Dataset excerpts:
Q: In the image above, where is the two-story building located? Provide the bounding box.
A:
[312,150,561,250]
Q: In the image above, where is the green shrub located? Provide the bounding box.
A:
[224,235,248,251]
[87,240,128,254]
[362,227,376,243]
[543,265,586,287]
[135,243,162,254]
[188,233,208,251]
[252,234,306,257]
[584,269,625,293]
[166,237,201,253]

Required work: Return only the lines of the records in which the string "bounding" appears.

Your response:
Q: In the image above, where is the two-story building located? Provide the bounding box.
Q: In the image above, where is the green shrub located? Provide the bounding box.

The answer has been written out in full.